## Listed entries
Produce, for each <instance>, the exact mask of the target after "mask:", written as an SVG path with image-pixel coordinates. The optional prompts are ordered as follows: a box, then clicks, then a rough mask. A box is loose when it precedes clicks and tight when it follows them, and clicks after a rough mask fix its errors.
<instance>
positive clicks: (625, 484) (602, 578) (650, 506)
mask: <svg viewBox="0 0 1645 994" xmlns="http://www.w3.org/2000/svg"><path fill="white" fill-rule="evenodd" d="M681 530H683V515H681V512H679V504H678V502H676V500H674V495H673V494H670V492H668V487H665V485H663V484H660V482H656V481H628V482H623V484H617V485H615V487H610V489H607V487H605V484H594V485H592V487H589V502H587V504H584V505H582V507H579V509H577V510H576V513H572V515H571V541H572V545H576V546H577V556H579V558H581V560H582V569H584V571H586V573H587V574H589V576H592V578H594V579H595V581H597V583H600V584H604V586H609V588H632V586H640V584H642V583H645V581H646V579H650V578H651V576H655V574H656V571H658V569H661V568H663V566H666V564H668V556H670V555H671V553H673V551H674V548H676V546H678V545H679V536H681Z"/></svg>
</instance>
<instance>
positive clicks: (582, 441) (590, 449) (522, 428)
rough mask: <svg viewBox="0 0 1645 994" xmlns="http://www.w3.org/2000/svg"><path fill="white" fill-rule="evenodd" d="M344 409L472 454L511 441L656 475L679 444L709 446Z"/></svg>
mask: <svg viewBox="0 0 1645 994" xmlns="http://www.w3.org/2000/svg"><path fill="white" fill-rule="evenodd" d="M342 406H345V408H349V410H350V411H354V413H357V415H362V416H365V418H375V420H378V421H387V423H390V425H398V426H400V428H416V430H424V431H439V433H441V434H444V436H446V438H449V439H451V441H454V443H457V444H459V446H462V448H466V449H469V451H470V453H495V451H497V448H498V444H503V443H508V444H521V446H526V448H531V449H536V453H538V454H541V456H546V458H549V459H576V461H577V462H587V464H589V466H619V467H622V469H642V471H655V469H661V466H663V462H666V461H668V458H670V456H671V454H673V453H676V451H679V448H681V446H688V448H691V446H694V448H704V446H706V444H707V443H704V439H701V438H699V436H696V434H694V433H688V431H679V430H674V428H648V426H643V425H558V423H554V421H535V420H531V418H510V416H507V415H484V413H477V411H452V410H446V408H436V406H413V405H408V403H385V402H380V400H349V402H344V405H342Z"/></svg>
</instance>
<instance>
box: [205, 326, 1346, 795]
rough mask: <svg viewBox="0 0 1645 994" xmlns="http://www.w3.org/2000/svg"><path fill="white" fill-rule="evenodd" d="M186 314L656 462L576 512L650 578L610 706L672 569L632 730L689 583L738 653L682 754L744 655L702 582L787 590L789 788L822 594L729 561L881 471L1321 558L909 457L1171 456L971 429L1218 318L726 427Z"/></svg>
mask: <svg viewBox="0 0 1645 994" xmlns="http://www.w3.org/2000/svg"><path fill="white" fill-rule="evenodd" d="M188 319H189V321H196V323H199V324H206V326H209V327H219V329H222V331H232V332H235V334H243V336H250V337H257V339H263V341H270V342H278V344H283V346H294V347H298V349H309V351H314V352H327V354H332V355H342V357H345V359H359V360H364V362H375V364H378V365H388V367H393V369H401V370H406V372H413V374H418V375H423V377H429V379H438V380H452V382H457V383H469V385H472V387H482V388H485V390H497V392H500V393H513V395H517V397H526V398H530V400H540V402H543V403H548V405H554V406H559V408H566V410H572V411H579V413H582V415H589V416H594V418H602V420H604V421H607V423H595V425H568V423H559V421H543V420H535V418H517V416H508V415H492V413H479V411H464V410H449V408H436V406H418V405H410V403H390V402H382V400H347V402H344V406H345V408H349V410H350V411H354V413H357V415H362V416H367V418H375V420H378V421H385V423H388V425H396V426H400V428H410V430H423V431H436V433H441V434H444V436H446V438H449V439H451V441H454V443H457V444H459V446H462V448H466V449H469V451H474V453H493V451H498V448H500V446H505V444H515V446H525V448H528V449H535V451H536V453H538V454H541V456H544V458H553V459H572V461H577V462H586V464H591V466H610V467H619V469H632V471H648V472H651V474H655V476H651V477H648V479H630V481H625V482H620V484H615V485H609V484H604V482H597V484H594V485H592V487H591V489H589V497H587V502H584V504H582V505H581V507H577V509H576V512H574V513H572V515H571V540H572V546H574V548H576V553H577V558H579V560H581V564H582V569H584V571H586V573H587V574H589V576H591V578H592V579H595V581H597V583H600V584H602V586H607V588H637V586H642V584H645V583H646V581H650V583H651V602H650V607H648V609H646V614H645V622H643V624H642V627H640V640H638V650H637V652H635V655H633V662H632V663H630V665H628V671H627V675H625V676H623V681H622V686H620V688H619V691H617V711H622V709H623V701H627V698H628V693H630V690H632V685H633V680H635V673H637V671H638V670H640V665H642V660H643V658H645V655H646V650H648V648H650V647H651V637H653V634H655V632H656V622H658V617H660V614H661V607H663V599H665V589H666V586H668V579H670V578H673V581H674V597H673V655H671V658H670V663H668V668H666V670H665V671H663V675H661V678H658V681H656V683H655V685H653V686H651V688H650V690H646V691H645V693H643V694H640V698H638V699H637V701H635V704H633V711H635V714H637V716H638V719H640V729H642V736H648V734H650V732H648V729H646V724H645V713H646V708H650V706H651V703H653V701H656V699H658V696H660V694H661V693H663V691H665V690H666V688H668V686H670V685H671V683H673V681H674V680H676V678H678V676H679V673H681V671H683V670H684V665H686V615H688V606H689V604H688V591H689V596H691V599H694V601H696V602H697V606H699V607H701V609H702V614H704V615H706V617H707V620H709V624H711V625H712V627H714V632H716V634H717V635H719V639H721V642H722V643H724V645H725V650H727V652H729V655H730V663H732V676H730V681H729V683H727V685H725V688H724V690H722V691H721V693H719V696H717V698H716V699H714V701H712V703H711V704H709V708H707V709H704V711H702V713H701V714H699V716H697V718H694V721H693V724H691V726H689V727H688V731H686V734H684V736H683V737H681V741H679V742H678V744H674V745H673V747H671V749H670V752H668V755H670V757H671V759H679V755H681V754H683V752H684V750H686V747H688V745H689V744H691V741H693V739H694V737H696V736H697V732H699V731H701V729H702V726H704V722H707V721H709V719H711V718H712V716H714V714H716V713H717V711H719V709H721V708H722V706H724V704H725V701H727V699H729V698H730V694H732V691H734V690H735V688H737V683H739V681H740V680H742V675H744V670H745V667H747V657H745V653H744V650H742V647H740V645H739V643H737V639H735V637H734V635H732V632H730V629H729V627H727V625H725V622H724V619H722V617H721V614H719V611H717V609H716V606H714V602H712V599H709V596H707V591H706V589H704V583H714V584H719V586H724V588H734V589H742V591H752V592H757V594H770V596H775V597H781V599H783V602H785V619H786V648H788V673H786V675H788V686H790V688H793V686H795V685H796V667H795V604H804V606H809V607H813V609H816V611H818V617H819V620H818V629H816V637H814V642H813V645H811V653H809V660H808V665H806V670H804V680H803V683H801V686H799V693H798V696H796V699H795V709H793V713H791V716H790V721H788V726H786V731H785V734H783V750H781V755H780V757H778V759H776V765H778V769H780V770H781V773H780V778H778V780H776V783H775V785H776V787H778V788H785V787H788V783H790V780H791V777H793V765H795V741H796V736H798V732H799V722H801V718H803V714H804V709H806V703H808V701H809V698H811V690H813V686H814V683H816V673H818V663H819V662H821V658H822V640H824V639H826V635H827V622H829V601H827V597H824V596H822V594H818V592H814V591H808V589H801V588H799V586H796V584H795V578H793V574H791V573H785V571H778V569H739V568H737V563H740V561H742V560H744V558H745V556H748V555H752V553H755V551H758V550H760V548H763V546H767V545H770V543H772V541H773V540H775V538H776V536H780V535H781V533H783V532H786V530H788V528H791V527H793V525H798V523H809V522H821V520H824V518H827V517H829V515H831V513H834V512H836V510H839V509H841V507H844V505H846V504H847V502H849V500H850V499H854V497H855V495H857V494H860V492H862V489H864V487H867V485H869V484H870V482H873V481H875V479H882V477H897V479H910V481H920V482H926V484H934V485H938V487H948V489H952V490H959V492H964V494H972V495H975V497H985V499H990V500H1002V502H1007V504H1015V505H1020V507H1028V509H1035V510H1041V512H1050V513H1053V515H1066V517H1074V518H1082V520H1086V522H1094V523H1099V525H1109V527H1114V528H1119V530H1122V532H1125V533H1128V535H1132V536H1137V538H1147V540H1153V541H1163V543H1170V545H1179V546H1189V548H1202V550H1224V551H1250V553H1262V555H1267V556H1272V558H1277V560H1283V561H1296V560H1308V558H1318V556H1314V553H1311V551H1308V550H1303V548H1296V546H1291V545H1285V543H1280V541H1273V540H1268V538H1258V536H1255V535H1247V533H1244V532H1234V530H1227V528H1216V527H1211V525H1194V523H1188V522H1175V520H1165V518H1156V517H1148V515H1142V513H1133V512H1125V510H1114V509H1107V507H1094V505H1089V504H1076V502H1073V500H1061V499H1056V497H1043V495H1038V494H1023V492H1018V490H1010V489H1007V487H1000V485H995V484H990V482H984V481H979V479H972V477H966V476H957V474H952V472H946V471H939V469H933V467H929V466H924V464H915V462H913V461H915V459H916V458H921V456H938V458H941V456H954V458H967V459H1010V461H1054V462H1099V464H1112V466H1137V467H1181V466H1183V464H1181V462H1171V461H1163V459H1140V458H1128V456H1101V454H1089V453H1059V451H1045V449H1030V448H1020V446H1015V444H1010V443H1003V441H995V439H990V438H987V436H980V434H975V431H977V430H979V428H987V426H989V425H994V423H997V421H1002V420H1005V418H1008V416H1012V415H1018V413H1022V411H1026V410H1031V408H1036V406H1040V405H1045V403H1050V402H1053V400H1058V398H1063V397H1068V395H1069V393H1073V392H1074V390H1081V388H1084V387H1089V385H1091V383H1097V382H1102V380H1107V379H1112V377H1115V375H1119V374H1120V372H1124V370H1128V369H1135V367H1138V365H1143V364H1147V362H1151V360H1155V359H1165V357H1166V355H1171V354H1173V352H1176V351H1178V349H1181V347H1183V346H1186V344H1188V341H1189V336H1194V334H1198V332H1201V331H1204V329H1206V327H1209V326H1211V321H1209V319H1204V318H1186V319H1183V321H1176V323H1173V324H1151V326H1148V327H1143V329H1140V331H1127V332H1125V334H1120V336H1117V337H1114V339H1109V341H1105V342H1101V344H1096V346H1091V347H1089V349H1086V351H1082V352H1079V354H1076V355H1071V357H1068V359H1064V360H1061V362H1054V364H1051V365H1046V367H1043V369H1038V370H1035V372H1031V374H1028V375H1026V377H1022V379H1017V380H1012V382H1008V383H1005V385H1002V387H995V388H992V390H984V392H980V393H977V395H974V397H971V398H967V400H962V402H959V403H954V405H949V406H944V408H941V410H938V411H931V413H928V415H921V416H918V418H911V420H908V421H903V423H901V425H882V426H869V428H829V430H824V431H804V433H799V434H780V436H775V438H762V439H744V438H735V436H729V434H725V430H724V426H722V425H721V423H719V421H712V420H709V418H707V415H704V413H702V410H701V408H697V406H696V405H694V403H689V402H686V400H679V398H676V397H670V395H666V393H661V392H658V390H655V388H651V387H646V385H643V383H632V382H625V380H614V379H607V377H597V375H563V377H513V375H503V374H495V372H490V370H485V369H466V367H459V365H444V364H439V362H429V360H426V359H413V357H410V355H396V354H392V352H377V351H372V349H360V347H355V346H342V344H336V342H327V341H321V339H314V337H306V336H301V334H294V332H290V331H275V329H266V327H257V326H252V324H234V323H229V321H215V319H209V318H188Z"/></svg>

...

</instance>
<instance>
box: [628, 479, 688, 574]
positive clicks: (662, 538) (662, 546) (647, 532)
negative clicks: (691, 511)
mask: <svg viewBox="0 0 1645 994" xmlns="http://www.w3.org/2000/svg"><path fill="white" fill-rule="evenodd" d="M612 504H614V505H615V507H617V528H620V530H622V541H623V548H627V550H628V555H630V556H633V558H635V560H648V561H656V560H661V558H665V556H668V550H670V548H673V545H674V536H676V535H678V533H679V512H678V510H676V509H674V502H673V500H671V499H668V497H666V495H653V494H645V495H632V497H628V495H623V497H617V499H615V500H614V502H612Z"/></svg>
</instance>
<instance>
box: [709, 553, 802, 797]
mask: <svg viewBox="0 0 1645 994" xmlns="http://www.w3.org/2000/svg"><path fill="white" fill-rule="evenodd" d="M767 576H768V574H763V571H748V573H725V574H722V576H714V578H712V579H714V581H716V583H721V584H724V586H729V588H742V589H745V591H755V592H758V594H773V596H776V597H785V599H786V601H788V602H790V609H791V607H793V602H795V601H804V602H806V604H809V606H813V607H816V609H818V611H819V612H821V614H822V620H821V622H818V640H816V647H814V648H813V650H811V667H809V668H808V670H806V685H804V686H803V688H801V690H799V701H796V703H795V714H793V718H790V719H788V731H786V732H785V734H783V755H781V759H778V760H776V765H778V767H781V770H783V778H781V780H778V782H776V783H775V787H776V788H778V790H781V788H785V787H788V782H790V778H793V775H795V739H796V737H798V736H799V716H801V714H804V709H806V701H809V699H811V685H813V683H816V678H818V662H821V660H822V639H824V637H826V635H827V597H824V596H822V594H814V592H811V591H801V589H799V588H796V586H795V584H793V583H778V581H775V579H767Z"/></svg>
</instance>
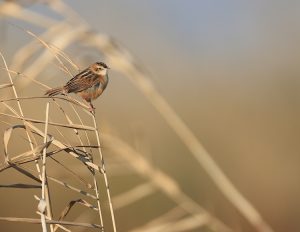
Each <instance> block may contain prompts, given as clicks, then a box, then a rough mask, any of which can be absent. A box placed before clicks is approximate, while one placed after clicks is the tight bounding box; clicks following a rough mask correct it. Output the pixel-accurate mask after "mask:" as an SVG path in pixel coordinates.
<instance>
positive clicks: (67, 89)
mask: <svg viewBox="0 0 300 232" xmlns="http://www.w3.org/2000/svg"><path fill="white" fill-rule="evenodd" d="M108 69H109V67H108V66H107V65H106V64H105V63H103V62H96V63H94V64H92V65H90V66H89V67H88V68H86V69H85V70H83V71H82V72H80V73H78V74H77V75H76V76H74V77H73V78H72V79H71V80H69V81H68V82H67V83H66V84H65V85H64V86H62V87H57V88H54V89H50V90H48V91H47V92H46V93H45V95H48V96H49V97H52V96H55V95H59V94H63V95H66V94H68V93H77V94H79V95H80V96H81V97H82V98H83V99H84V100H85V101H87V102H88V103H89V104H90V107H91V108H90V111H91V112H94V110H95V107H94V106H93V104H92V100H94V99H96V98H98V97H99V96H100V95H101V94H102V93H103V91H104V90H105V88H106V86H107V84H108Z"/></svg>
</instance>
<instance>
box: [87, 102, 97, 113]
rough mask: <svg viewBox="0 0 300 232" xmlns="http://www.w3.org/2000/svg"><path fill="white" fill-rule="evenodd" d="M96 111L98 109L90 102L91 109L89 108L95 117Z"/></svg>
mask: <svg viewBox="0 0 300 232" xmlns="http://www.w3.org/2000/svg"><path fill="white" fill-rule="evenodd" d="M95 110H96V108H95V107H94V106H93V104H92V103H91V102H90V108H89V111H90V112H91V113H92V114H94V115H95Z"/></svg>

==

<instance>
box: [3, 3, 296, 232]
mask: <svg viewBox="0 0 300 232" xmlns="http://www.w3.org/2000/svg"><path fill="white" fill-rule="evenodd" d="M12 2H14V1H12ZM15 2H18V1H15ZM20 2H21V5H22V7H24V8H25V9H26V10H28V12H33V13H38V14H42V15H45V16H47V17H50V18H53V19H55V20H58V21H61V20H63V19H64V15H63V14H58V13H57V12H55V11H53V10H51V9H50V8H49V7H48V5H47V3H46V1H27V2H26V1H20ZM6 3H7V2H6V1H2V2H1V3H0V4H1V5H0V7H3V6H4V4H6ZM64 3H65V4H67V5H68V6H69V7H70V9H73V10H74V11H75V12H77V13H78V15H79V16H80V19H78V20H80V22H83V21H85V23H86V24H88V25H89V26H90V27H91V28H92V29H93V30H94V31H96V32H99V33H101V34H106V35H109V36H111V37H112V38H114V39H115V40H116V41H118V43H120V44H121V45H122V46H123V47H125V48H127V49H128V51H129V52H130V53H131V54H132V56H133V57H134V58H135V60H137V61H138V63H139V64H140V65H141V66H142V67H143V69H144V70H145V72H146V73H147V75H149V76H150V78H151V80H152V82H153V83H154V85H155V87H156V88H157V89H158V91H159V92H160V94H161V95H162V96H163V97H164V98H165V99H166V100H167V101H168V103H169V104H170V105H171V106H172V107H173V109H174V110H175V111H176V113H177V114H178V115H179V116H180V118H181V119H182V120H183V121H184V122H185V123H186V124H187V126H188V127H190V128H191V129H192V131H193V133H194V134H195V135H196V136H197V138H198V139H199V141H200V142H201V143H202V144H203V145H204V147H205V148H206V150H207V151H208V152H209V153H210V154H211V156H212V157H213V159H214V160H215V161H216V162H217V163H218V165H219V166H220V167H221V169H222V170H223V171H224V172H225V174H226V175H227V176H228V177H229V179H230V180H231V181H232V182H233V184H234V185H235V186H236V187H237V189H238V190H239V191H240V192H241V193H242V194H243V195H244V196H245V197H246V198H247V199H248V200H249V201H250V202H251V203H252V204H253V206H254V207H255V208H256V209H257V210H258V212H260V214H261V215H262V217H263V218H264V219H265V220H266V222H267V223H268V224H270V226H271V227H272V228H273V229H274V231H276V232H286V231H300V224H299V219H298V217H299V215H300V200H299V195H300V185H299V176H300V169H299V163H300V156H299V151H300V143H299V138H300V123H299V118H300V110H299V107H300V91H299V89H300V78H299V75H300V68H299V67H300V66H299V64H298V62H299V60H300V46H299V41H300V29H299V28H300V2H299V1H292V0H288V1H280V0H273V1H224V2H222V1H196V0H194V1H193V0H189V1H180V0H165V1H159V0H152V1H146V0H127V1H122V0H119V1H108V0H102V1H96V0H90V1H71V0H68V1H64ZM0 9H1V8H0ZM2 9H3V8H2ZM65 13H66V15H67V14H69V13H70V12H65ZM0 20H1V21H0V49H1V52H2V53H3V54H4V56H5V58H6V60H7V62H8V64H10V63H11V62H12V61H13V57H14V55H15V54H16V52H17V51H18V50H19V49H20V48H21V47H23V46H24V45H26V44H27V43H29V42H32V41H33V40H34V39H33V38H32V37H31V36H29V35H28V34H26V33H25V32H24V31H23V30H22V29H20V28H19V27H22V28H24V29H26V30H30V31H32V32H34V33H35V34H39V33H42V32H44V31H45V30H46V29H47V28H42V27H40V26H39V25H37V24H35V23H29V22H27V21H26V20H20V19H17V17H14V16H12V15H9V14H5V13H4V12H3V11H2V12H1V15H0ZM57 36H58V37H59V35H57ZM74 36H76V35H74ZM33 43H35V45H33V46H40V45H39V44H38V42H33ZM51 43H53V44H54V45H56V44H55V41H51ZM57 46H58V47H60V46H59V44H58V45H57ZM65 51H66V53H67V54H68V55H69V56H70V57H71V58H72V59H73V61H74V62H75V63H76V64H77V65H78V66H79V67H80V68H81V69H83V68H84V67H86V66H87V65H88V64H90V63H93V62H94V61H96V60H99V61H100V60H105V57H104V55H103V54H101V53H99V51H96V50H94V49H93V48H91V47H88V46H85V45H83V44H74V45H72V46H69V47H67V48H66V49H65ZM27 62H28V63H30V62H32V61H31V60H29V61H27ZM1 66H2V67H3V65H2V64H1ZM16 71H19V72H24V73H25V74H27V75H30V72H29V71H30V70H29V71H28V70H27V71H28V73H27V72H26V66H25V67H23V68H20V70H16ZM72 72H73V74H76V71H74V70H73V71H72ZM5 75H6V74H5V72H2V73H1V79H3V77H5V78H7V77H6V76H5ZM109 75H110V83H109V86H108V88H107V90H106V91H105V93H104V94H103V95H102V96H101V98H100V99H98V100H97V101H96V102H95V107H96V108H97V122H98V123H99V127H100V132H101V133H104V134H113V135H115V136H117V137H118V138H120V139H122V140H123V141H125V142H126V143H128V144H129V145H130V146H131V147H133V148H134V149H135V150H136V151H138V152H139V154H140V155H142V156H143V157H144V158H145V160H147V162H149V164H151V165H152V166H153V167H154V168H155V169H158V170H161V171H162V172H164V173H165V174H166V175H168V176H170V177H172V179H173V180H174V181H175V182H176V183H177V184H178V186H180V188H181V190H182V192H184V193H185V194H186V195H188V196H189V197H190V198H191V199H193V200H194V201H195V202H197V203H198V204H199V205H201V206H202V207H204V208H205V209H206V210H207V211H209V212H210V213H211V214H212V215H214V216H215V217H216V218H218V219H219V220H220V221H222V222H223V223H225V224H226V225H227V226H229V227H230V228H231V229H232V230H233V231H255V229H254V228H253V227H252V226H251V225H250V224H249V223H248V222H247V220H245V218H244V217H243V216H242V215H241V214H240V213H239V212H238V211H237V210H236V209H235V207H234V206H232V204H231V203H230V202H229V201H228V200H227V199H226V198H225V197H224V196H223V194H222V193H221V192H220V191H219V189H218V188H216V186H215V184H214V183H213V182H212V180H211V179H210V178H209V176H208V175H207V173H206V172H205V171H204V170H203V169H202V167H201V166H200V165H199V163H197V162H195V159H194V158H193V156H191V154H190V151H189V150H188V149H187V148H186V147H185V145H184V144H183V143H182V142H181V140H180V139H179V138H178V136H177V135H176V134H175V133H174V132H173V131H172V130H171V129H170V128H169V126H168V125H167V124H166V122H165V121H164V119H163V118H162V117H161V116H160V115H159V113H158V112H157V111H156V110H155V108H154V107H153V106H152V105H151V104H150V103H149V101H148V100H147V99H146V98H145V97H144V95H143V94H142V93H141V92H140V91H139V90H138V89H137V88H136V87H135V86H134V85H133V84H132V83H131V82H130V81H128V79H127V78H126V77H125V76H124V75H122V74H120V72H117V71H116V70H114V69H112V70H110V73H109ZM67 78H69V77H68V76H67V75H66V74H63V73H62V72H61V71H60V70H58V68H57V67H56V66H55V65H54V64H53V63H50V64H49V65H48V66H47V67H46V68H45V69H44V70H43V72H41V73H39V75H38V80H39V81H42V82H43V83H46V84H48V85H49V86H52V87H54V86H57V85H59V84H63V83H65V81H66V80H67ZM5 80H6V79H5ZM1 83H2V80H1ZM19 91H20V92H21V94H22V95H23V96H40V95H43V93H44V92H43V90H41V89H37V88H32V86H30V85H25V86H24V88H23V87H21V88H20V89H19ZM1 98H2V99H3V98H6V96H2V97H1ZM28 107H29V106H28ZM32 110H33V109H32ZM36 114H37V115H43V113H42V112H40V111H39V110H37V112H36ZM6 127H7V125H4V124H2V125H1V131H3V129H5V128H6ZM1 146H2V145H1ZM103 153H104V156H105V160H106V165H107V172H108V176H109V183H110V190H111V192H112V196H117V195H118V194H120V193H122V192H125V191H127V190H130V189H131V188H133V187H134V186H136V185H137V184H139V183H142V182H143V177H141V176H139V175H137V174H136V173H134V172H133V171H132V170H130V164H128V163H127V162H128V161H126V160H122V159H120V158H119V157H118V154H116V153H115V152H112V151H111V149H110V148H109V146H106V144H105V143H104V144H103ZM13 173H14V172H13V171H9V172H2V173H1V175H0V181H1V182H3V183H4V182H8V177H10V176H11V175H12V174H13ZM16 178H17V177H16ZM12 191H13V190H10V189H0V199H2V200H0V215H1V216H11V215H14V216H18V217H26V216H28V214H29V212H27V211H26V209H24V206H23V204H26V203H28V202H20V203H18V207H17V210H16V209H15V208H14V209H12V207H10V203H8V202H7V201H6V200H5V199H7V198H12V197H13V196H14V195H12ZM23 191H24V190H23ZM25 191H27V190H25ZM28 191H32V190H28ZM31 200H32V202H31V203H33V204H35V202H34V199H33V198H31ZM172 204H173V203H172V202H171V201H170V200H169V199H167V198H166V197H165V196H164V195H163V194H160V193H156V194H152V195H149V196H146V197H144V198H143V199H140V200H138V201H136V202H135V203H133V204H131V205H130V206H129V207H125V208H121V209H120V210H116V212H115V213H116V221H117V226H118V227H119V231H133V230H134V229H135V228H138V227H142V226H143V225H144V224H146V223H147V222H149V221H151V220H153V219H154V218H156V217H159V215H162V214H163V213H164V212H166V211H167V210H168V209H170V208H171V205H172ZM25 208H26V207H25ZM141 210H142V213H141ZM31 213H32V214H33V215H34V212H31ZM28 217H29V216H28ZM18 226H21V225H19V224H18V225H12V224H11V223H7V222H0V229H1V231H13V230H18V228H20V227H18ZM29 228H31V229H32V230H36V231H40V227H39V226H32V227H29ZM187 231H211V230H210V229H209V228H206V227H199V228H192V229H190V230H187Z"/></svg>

## What to produce
Turn the lines starting with the one containing "Produce, for each" and going on through the one containing "positive clicks: (625, 484)" into a Markdown table with the columns No. and Text. Give each line a row number, and leave out any blank lines.

## Response to the task
| No. | Text |
|---|---|
| 1 | Produce, for each <instance>, the exact mask of the target after "mask:", written as an SVG path with image-pixel coordinates. The optional prompts are ordered as follows: a box, then clicks, then a rough mask. A box is loose when it precedes clicks and tight when it follows them, and clicks after a rough mask fix its errors. |
| 2 | <instance> |
| 3 | positive clicks: (625, 484) (602, 578) (650, 506) |